---- Records shown

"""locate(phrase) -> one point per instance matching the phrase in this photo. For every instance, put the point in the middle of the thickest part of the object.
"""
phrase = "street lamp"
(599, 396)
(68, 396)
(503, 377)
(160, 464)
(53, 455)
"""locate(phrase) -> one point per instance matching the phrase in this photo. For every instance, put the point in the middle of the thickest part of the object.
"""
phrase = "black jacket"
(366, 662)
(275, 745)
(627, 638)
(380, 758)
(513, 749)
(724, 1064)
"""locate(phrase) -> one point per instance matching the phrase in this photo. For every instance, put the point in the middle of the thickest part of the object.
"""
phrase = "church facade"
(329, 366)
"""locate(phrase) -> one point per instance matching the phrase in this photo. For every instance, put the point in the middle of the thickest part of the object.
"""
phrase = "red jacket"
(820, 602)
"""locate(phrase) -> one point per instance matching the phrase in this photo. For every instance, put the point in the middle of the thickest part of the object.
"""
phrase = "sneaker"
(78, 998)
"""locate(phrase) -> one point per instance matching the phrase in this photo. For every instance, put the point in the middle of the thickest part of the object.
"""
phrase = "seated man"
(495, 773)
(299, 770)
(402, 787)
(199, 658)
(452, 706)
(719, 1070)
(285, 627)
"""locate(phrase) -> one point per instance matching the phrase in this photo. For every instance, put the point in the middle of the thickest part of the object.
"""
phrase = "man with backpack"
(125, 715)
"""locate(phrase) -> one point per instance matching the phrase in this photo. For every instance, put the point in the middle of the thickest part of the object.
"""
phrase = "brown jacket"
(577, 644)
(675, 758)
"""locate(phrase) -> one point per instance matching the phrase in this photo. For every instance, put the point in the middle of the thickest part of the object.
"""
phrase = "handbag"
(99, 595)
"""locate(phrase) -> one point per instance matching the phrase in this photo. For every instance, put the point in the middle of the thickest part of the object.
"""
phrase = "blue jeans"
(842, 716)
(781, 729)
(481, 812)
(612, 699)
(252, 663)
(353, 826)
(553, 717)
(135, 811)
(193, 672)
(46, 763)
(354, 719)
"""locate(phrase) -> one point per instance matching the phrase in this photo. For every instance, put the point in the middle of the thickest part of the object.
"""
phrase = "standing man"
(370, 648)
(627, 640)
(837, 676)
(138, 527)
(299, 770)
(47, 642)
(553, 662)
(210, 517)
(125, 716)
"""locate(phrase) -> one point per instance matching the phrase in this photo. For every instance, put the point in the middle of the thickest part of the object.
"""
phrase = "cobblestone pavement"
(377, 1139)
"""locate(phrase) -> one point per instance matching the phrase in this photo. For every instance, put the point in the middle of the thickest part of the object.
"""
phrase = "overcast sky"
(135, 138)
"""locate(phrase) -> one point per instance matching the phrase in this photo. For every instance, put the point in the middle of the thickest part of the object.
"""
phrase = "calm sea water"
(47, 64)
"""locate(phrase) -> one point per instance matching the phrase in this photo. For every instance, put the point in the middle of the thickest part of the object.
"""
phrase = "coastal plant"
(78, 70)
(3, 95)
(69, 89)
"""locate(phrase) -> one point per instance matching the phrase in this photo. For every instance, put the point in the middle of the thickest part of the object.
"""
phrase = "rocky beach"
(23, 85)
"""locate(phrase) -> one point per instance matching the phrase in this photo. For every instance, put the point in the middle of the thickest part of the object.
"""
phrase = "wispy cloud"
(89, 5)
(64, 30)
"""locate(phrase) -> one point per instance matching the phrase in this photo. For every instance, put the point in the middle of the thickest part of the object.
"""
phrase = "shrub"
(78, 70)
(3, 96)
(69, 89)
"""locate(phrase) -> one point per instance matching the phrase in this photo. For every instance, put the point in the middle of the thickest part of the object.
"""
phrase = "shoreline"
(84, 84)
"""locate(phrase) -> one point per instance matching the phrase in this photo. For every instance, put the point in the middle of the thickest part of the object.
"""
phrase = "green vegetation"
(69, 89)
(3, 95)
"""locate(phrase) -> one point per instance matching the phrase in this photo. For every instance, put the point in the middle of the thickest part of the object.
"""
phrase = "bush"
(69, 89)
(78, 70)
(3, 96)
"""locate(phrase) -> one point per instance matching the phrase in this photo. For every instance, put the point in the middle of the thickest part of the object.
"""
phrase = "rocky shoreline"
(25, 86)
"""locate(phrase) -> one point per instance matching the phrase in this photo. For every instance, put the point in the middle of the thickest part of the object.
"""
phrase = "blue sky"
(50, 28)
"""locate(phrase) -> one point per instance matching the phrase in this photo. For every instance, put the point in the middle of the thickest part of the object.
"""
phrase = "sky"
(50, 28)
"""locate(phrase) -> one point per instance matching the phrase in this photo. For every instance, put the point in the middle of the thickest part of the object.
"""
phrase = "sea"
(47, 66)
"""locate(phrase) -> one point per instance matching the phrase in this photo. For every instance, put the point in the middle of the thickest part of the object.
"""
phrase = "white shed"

--------

## What to produce:
Nothing in the records may change; write them out again in full.

## Exercise output:
"""locate(phrase) -> one point per instance matching the phrase in this photo. For every instance, put the point in the middle of the thickest part of the object.
"""
phrase = "street lamp"
(599, 396)
(68, 396)
(503, 377)
(160, 464)
(53, 455)
"""locate(phrase) -> one point per instance matching the phrase in this photo. For every instance, put the point in the middle of the thickest part of the object.
"""
phrase = "black jacket"
(366, 662)
(275, 745)
(627, 638)
(380, 758)
(513, 749)
(724, 1064)
"""locate(phrase) -> one point per instance matching the phrase in this photo. For every instance, put the point in the middle of the thickest part of the object.
"""
phrase = "church facade"
(329, 366)
"""locate(phrase) -> one point per instance matching the phrase in this photo. For every instance, put the point in the middle of the thickest part of the object.
"""
phrase = "red jacket"
(820, 602)
"""locate(phrase) -> one point per instance matching the phrase in this photo. For every instance, put the point in the middle of the thickest part of the object.
"""
phrase = "sneaker"
(78, 998)
"""locate(phrase) -> one point per instance matching the phrase in this photo. For every instance, put the point in the middle of the thickest part of the object.
"""
phrase = "seated man"
(495, 773)
(299, 770)
(402, 787)
(199, 658)
(452, 706)
(719, 1070)
(285, 627)
"""locate(phrase) -> one point per instance matching the phrase in this photo. For every instance, put the point in the middle of the thickest part of the object.
"""
phrase = "man with backpack"
(125, 715)
"""locate(phrase) -> one point per instance matching the phrase in this photo. For every instance, put the point in the middle of the thickest part of the object.
"""
phrase = "brown jacket"
(577, 644)
(675, 758)
"""locate(phrase) -> one point per instance matching the phrase in this photo. For every instance, put the point in the middle of the thickest part of the object.
"""
phrase = "handbag"
(99, 595)
"""locate(phrase) -> one point per instance matching the phrase in this photo. For every instance, put the point in the middle of the thickest part of the object.
"""
phrase = "blue jeans"
(842, 716)
(781, 729)
(481, 812)
(612, 699)
(252, 663)
(353, 826)
(553, 717)
(135, 811)
(193, 672)
(46, 763)
(354, 719)
"""locate(phrase) -> one point per instance matching the phrase in this photo. For every instance, put the point in the middle of the thickest part of the object.
"""
phrase = "standing man"
(370, 648)
(627, 640)
(837, 676)
(138, 527)
(299, 770)
(47, 642)
(553, 662)
(210, 517)
(125, 716)
"""locate(phrase) -> one point per instance matching the phrase in this photo. For every instance, put the point in the middle of the thickest part of the object.
"""
phrase = "cobblestone pavement"
(377, 1139)
"""locate(phrase) -> one point per instance matching the phrase in this photo. For every instance, put the point in the middle of the thickest part of the object.
"""
phrase = "overcast sky"
(135, 138)
"""locate(phrase) -> one point per instance matching the phrase in this photo. For every instance, put the point in the middle of the thickest part of the object.
"""
phrase = "calm sea water"
(47, 64)
"""locate(phrase) -> one point per instance matching the phrase in this photo. For every instance, put the point in the middle of the thickest part of the object.
"""
phrase = "coastal plant"
(78, 70)
(3, 95)
(69, 89)
"""locate(phrase) -> one point per instance matching the phrase in this photo. For every instance, put the point in the middle of the thickest part of the object.
"""
phrase = "rocky beach"
(23, 85)
"""locate(phrase) -> one point per instance matching the phrase in this photo. For every instance, put the point in the middle of the thickest part of the object.
"""
phrase = "wispy cloud"
(89, 5)
(64, 30)
"""locate(phrase) -> one point per instance matching the phrase in this photo. For every instance, put the point in the middle of the thickest part of the object.
"""
phrase = "shrub"
(78, 70)
(3, 96)
(69, 89)
"""locate(phrase) -> one point per instance matching the phrase in this photo. For every instance, put the point in the middle of the thickest part of the object.
"""
phrase = "shoreline"
(84, 84)
"""locate(phrase) -> one point per instance matching the phrase in this photo. For every instance, put the point in the middle of the thickest part of the object.
"""
phrase = "green vegetation"
(69, 89)
(3, 95)
"""locate(phrase) -> one point per instance matching the phrase in this photo. For every instance, put the point in the middle of the thickest part of the object.
"""
phrase = "bush"
(69, 89)
(78, 70)
(3, 96)
"""locate(phrase) -> one point per instance matching the phrase in this photo. For every instance, put the point in the middle of the thickest part of the object.
"""
phrase = "rocky shoreline"
(25, 86)
"""locate(phrase) -> one point per instance matching the phrase in this photo. For every instance, put the point in the middle of the thickest part of the object.
"""
phrase = "blue sky"
(50, 28)
"""locate(phrase) -> one point per instance matching the phrase in this photo. For every instance, put the point in the middle of the thickest part of the object.
"""
phrase = "sky"
(50, 28)
"""locate(phrase) -> one point per instance matching the phrase in this photo. For every instance, put the point in the middle of the thickest part of the object.
"""
phrase = "sea"
(47, 66)
"""locate(phrase) -> one point per instance matching the phrase in this photo. For every instance, put the point in the middle of the thickest part of the object.
"""
phrase = "white shed"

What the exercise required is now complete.